(Referring expression pointing data)
.....

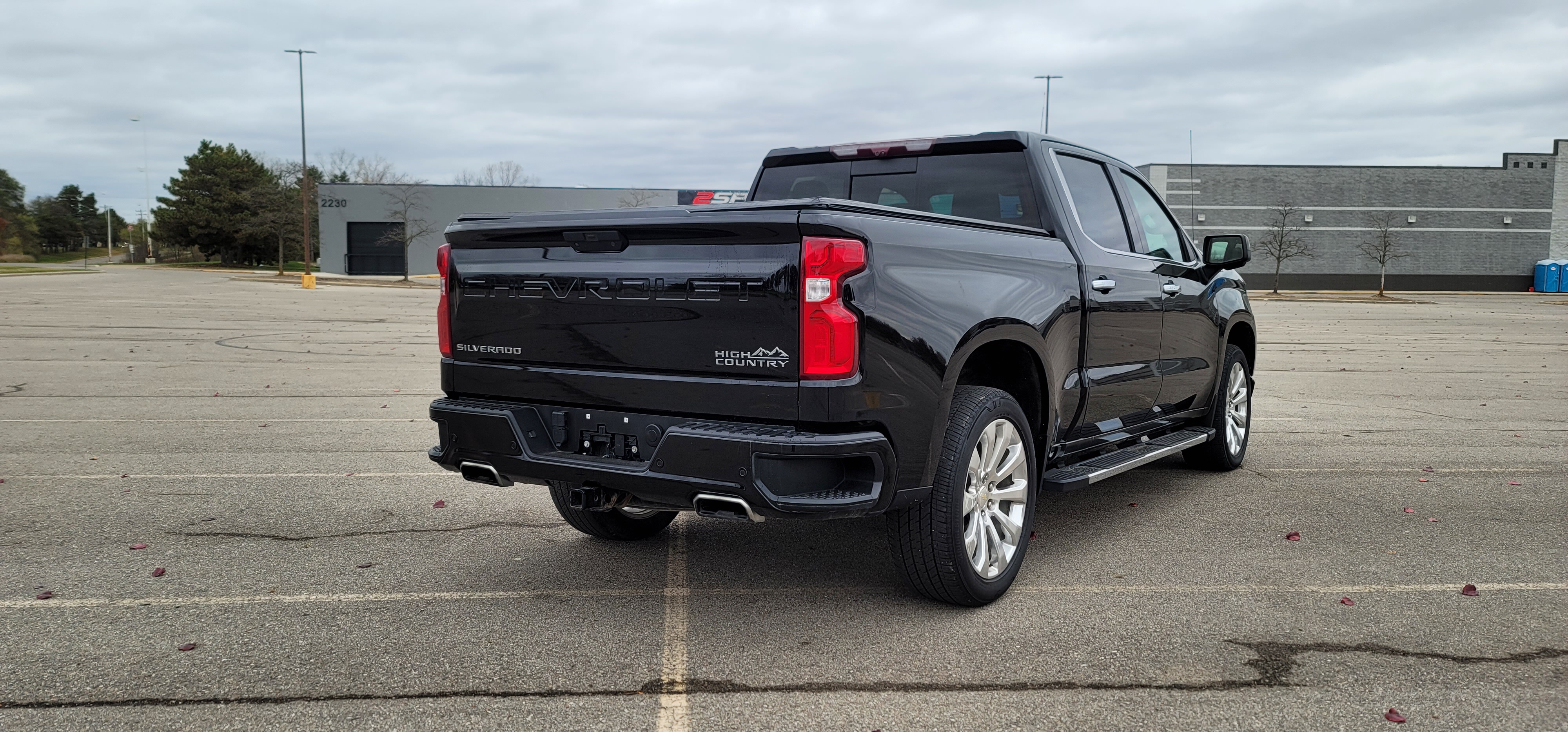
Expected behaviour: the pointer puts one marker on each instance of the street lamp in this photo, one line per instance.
(1045, 115)
(308, 281)
(147, 181)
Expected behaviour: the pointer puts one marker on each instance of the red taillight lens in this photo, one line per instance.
(445, 311)
(830, 335)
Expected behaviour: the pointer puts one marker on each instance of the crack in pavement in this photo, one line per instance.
(255, 535)
(1274, 662)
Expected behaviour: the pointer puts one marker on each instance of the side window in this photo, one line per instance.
(1095, 201)
(1160, 231)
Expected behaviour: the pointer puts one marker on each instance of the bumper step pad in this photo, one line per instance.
(1098, 469)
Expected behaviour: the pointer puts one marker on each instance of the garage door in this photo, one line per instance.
(374, 248)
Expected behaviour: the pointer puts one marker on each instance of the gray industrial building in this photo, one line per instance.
(357, 217)
(1462, 228)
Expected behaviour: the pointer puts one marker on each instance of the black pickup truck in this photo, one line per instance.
(932, 330)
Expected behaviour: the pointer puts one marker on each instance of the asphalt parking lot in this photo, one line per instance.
(269, 443)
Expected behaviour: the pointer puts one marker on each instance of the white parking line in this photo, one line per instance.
(677, 596)
(675, 711)
(1398, 469)
(260, 419)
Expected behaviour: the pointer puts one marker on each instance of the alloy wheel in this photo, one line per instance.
(1238, 407)
(996, 496)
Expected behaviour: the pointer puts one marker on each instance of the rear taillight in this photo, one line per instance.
(445, 311)
(830, 335)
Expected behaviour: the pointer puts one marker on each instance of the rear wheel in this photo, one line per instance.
(968, 540)
(617, 524)
(1230, 416)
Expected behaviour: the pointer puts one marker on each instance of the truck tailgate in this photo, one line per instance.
(661, 311)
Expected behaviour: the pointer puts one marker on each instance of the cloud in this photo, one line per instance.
(692, 95)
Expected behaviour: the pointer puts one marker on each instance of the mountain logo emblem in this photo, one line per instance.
(761, 358)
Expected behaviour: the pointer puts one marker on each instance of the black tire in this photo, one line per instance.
(1225, 452)
(614, 524)
(929, 537)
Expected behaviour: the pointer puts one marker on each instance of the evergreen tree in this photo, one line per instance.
(209, 206)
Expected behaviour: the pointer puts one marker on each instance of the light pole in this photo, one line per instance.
(308, 281)
(1045, 115)
(147, 183)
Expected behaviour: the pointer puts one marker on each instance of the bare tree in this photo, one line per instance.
(1282, 242)
(344, 167)
(407, 205)
(637, 200)
(503, 173)
(1384, 244)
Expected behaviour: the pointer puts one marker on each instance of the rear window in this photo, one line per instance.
(989, 186)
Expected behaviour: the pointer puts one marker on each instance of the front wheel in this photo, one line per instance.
(968, 540)
(617, 524)
(1230, 416)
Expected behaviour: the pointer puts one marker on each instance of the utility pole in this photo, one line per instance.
(147, 183)
(308, 281)
(1045, 115)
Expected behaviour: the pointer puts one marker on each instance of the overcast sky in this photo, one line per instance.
(686, 95)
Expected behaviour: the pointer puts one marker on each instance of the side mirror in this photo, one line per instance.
(1227, 252)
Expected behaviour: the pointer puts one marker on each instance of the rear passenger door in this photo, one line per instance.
(1125, 302)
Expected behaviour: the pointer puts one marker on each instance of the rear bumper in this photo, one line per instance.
(666, 462)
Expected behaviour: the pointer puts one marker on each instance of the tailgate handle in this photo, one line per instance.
(597, 242)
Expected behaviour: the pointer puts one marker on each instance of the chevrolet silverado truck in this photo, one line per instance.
(932, 330)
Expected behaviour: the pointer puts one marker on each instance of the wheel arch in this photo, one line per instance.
(1244, 336)
(1003, 355)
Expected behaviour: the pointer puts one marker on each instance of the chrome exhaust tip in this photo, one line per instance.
(484, 473)
(725, 507)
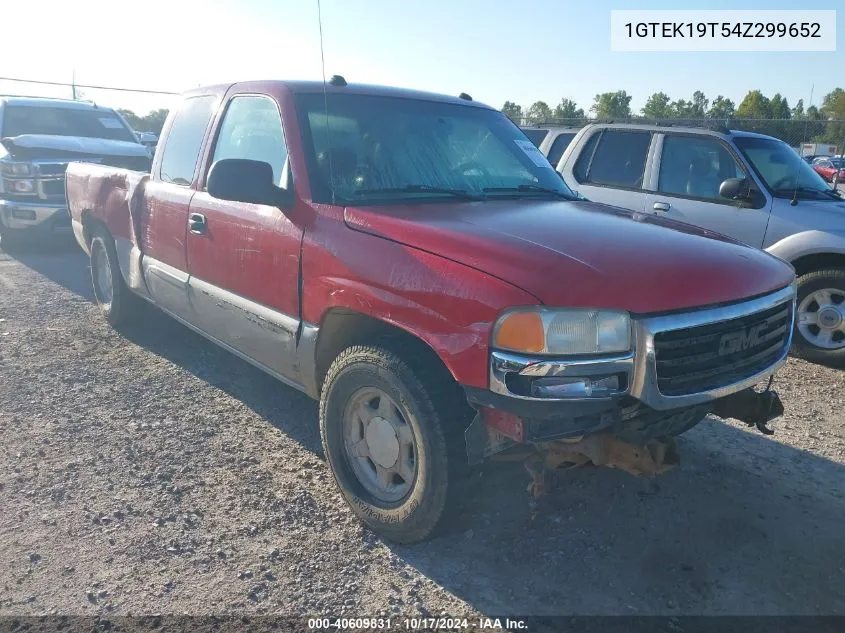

.....

» **TASK REQUIREMENTS**:
Transcribe every line of the data exactly. No pictures go in the copy.

» **REPLY TO THE EXERCISE**:
Expected behaviour: the pointer puts one marker on each instance of the street lamp in this photo, one line per instance.
(1045, 115)
(308, 281)
(147, 181)
Expected behaviour: the pointer puts one marker on each instance of the red taillight lens in this photo, one line per instance.
(445, 311)
(830, 335)
Expected behaviour: the pointer puts one marker on each instance of the crack in pavement in this photo, one line per instance.
(255, 535)
(1274, 662)
Expected behaviour: the pointer puts one marker on each instance of the side window in this photo, one line per instance.
(1095, 201)
(1160, 231)
Expected behaviour: the pointer puts one marker on each instance of the bumper step pad in this photo, one line per instance.
(1098, 469)
Expected behaviour: the pointer puts one marker on each instance of the garage door in this photo, one line per instance.
(374, 248)
Expected behaviour: the pointer puts one marker on each instance of the gray industrial building in this photo, one line per instance.
(357, 217)
(1462, 228)
Expected behaviour: the pointer puts one marker on each instance of the black pickup truck in this photo, one line per instance.
(932, 330)
Expected behaviour: the pointer puts one marker on each instance of the asphalt parking lot in this photo, one line per instance.
(269, 443)
Expected behaviour: the pointer puts one marker on each instance of the white parking line in this photo, one line per instance.
(677, 596)
(675, 711)
(1398, 469)
(260, 419)
Expected behaviour: the pointer puts one marker on each instance of the alloy wheel in this photo, one line per instance.
(1238, 407)
(996, 496)
Expected behaviour: the pointer puts one marker on each instance of the rear taillight in this photo, one line per instance.
(445, 311)
(830, 335)
Expected behaviour: the pointer puts one marker on each instance of the rear wheel in this photo, one line per instance.
(968, 540)
(617, 524)
(1230, 416)
Expected behaviour: the pointer puts one marker on each instance of the truck tailgate in this photo, one line per instance.
(661, 311)
Expected behaviour: the pointer puts one marker on each instance of the cloud in this photo, one line per instance.
(692, 95)
Expected behaviour: the pointer puts one marker on each instance of the mountain logo emblem in this photo, one line per instance.
(761, 358)
Expected behaviour: the pointer puts one marker on each instance of the black tire in this photo, one line per instance.
(1225, 452)
(614, 524)
(929, 537)
Expected behaviour: the pointer puts one marker on each instance of the evergreen tree in this photo, one line per instance.
(209, 206)
Expected behaviour: the pointer puts one marker on each instance of the light pole in this photo, one line per instance.
(308, 281)
(1045, 115)
(147, 183)
Expected behaviour: the pointer puts one marker on each instance of the bare tree in this photo, one line per instance.
(1282, 242)
(344, 167)
(407, 205)
(637, 200)
(503, 173)
(1384, 244)
Expected behaviour: the pointer puts one marker on each instance of the rear window in this photo, one line per instance.
(989, 186)
Expected behaviour: the pointer puts one marker on each instance of the front wheel in this photo, one line per instance.
(968, 540)
(617, 524)
(1230, 416)
Expected behaviour: the pointer puts one marker on each instance of the utility pole in this photo, one line per instance.
(147, 183)
(308, 281)
(1045, 115)
Expected behaviour: the pointer puts one marker on each instance of the overcast sky in this photo, one line per instance.
(686, 95)
Expected behaviour: the pointer puts one marker on each instance of the side mirror in this photo, one line per instance.
(1227, 252)
Expected behaviour: the pointer puts one marker on each instance of the rear passenger door in this photo, one line per instance.
(1125, 302)
Expected behaviour: the pointer puts one marker on each instance of the rear bumper in this photo, one line per instance.
(666, 462)
Expected behaviour: the pointer puts one marker on each instance of the tailgate handle in this photo, one line per instance.
(597, 242)
Expected behaviour: the pointer puts one marker on each instance of the chevrolet silverado truck in this photo, one line per instance.
(932, 330)
Expected behaviour: the pointer puts one marker on each instance of the wheel arch in this photo, one line per instance.
(1244, 336)
(1003, 355)
Expected behaviour: the pointer puts one marker on each instance of the chrome exhaust tip in this photo, one line per instance.
(484, 473)
(725, 507)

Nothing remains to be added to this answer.